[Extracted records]
____________
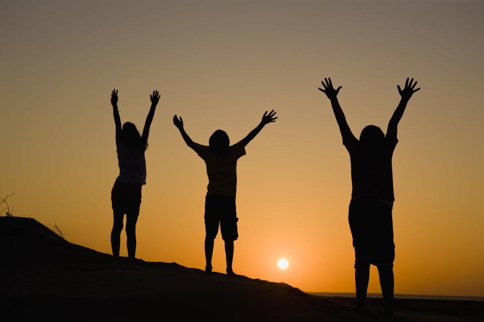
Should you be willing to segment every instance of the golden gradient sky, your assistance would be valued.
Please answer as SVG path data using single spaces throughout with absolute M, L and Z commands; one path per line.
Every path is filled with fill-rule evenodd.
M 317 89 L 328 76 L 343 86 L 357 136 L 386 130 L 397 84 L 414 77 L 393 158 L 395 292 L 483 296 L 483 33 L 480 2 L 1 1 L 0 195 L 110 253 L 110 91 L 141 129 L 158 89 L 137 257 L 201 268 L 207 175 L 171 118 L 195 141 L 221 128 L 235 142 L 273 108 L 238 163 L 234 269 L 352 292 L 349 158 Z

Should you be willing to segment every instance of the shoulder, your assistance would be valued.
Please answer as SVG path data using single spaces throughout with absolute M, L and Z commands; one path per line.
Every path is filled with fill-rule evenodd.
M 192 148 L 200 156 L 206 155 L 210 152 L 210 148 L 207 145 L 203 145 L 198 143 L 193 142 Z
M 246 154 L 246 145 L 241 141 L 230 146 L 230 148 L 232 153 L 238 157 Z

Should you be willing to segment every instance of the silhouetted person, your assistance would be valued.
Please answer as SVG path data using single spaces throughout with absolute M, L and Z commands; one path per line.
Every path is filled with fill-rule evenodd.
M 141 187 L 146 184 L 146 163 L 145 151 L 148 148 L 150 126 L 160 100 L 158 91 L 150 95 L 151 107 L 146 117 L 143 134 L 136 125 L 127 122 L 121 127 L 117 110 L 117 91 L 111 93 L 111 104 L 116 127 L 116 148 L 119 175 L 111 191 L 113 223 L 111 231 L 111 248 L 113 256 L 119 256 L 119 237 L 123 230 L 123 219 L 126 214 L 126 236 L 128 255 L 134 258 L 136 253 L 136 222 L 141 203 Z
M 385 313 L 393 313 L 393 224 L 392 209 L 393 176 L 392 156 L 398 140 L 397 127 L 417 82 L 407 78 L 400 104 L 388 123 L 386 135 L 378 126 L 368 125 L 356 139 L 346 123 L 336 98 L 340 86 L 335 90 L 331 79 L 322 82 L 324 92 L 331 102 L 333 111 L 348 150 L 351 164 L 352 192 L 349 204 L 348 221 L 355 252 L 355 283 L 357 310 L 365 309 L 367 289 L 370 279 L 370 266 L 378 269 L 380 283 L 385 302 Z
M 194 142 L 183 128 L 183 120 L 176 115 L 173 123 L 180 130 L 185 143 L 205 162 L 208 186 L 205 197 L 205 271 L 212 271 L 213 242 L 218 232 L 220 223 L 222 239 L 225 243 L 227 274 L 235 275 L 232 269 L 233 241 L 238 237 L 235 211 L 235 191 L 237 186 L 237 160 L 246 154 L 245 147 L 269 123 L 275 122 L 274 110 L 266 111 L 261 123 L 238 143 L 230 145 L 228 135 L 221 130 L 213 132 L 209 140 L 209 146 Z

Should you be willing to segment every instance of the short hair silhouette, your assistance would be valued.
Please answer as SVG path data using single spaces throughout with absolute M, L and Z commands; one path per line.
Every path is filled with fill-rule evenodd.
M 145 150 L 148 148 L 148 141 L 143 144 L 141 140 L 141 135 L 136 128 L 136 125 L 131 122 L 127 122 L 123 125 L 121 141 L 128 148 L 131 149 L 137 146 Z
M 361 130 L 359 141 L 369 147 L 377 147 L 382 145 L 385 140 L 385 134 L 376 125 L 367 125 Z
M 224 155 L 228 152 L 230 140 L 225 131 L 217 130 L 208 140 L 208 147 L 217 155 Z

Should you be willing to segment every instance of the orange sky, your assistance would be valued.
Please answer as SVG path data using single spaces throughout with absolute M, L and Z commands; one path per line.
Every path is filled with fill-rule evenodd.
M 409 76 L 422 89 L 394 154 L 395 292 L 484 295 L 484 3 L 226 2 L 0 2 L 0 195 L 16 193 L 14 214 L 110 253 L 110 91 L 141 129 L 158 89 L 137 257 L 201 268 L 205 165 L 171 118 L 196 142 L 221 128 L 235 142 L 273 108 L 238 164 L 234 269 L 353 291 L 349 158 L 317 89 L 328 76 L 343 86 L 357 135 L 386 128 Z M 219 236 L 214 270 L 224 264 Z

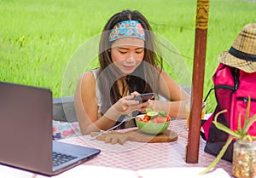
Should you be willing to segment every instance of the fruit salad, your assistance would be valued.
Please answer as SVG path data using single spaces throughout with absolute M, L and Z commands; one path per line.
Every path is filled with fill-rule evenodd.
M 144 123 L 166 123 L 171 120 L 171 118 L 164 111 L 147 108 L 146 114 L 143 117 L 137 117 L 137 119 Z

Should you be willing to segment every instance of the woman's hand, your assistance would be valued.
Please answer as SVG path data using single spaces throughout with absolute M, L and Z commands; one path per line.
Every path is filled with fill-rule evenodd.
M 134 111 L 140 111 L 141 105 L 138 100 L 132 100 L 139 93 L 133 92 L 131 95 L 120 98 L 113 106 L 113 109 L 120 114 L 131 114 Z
____________
> _Directions_
Transcribe every line of the records above without changing anything, and leave the pictures out.

> _Correct response_
Should you be willing to segment every instance of the golden gradient sky, your assistance would be valued.
Please answer as SVG path data using single spaces throughout with absolute M, L and Z commands; one path per line.
Every path is filled with fill-rule evenodd.
M 317 89 L 328 76 L 343 86 L 357 136 L 386 130 L 397 84 L 414 77 L 393 158 L 395 292 L 483 296 L 483 33 L 480 2 L 1 1 L 0 195 L 110 253 L 110 91 L 141 129 L 158 89 L 137 257 L 201 268 L 207 175 L 171 118 L 195 141 L 221 128 L 235 142 L 273 108 L 238 163 L 234 269 L 352 292 L 349 158 Z

Should you be willing to segment every instance of the shoulder, your assistance would be valued.
Please answer as SVG path data using single spaces throughout with absolute M, L and Z commands; one path per line.
Every path is filled with fill-rule evenodd.
M 192 148 L 200 156 L 206 155 L 210 152 L 210 148 L 207 145 L 203 145 L 198 143 L 193 142 Z
M 246 154 L 246 145 L 241 141 L 230 146 L 230 148 L 232 153 L 238 157 Z

Should you be willing to segment every instance of the silhouetted person, your assistance would be valued.
Please answer as SVG path data using single spaces throughout with absolute M, L and Z commands; one path per line.
Every path is filled with fill-rule evenodd.
M 141 187 L 146 184 L 146 163 L 145 151 L 148 148 L 150 126 L 160 100 L 158 91 L 150 95 L 151 107 L 146 117 L 143 134 L 136 125 L 127 122 L 121 127 L 117 110 L 117 91 L 111 93 L 111 104 L 116 127 L 116 148 L 119 175 L 111 191 L 113 223 L 111 231 L 111 248 L 113 256 L 119 256 L 119 237 L 123 230 L 123 219 L 126 214 L 126 236 L 128 255 L 134 258 L 136 253 L 136 222 L 141 203 Z
M 385 313 L 393 313 L 393 224 L 392 209 L 393 176 L 392 156 L 398 140 L 397 127 L 417 82 L 407 78 L 400 104 L 388 123 L 386 135 L 378 126 L 368 125 L 356 139 L 346 123 L 336 98 L 340 86 L 335 90 L 331 79 L 322 82 L 324 92 L 331 102 L 333 111 L 348 150 L 351 164 L 352 192 L 349 204 L 348 221 L 355 252 L 355 283 L 357 310 L 365 309 L 367 289 L 370 279 L 370 266 L 378 269 L 380 283 L 385 302 Z
M 194 142 L 183 128 L 183 120 L 176 115 L 173 123 L 180 130 L 185 143 L 205 162 L 208 186 L 205 197 L 205 271 L 212 271 L 213 242 L 218 232 L 220 223 L 222 239 L 225 243 L 227 274 L 235 275 L 232 269 L 233 241 L 238 237 L 235 211 L 235 191 L 237 186 L 237 160 L 246 154 L 245 147 L 269 123 L 275 122 L 274 110 L 266 111 L 261 123 L 238 143 L 230 145 L 228 135 L 221 130 L 213 132 L 209 140 L 209 146 Z

Should you be willing to segment every instance of the short hair silhouette, your assistance would be valued.
Please answer as SVG path data using single spaces throughout with absolute M, L and Z commands; one path per line.
Every path is filled with fill-rule evenodd.
M 145 150 L 148 148 L 148 141 L 143 144 L 141 140 L 141 135 L 136 128 L 136 125 L 131 122 L 127 122 L 123 125 L 121 141 L 128 148 L 131 149 L 137 146 Z
M 361 130 L 359 141 L 369 147 L 377 147 L 382 145 L 385 140 L 385 134 L 376 125 L 367 125 Z
M 224 155 L 228 152 L 230 140 L 225 131 L 217 130 L 208 140 L 208 147 L 217 155 Z

Should you be willing to segment every instance of the orange sky, your assistance would be valued.
Please answer as SVG path data using single spaces throughout with absolute M, L and Z commands; one path per line.
Every path is filled with fill-rule evenodd.
M 409 76 L 422 89 L 394 154 L 395 292 L 484 295 L 484 3 L 226 2 L 0 2 L 0 195 L 16 193 L 14 214 L 110 253 L 110 91 L 141 129 L 158 89 L 137 257 L 201 268 L 205 165 L 171 118 L 196 142 L 221 128 L 235 142 L 273 108 L 238 164 L 234 269 L 353 291 L 349 158 L 317 89 L 328 76 L 343 86 L 357 135 L 386 128 Z M 219 236 L 214 270 L 224 264 Z

Should you be willing to segment every instance of the fruit salad, your assistance would be valued.
Please answer as SVG path data using single spaces throughout with absolute M, L and Z commands; one path per line.
Every path is filled with fill-rule evenodd.
M 144 123 L 166 123 L 171 120 L 171 118 L 164 111 L 147 108 L 146 114 L 143 117 L 137 117 L 137 119 Z

Should you be willing to segment every instance of the woman's hand, your assistance would be valued.
Please answer as SVG path data using single spaces throughout with absolute M, L and Z commands; one path per line.
Every path is filled with fill-rule evenodd.
M 134 111 L 140 111 L 141 105 L 138 100 L 132 100 L 139 93 L 133 92 L 131 95 L 120 98 L 113 106 L 113 109 L 120 114 L 131 114 Z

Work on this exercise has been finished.